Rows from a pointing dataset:
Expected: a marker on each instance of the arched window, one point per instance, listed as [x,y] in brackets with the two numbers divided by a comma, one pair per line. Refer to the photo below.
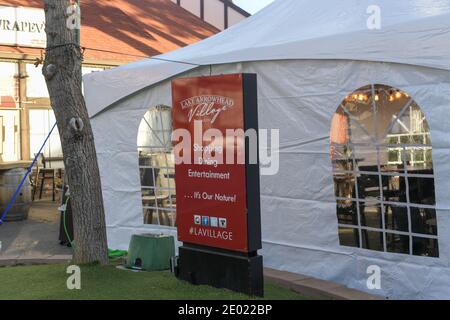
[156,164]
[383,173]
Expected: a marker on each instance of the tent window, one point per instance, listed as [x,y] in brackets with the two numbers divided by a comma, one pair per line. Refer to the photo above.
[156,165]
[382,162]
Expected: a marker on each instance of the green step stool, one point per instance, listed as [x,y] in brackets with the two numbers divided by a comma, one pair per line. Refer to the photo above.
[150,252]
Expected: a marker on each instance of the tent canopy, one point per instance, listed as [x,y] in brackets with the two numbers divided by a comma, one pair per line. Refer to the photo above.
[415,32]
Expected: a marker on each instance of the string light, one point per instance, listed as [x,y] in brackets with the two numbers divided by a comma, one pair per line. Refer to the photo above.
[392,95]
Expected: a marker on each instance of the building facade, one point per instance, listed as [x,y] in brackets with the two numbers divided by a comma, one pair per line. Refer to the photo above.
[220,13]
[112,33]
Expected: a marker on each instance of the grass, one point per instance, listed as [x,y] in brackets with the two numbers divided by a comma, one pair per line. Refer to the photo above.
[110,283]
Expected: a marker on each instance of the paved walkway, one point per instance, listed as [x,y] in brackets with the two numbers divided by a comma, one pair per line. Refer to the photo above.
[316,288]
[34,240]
--
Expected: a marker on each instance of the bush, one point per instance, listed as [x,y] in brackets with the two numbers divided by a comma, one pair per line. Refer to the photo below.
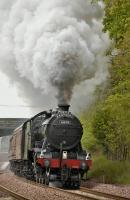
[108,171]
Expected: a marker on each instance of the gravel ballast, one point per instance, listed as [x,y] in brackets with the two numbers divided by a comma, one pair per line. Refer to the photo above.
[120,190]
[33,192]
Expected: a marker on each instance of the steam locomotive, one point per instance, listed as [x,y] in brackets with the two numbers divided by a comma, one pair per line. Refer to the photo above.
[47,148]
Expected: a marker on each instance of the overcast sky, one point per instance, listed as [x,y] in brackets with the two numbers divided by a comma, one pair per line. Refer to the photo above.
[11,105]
...
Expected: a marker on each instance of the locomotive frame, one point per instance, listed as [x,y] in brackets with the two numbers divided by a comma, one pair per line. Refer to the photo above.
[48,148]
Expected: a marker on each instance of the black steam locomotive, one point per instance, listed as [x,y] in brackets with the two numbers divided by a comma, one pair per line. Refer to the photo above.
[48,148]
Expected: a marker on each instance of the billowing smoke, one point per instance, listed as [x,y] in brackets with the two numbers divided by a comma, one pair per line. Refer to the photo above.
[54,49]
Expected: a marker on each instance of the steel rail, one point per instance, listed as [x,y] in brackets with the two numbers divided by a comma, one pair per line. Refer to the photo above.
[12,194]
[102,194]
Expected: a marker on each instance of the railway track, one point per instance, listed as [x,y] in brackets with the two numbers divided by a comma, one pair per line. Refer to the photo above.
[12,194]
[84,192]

OBJECTIVE
In how many lines of the material does the word "tent" appear? Reply with the number alone.

OUTPUT OF THE EXERCISE
2